Saved data entries
Segment Open

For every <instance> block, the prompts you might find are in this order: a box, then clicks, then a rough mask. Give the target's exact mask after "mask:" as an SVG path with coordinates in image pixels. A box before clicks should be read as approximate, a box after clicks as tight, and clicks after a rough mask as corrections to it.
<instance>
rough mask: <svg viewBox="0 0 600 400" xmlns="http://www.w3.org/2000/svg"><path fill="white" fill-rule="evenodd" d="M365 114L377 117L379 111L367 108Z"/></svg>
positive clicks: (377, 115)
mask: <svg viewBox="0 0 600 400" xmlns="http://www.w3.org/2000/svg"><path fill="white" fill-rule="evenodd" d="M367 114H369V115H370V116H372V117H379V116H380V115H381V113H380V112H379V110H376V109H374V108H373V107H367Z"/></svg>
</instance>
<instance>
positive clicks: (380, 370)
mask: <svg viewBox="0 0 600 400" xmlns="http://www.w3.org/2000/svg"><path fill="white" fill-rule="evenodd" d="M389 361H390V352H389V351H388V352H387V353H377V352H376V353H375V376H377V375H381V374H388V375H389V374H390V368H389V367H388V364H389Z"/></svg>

Segment Closed

### The task
In the entries above, find each line that has the word "rough". Copy it.

### Answer section
For every <instance> block, the prompts you might find are in this order: a box, then clicks, then a rough mask. Give the target's exact mask after "mask:" as an SVG path with coordinates in image pixels. A box before clicks should be read as approximate, a box after clicks as tight, and clicks after a rough mask as corrections to it.
rough mask: <svg viewBox="0 0 600 400" xmlns="http://www.w3.org/2000/svg"><path fill="white" fill-rule="evenodd" d="M365 114L377 117L379 111L367 108Z"/></svg>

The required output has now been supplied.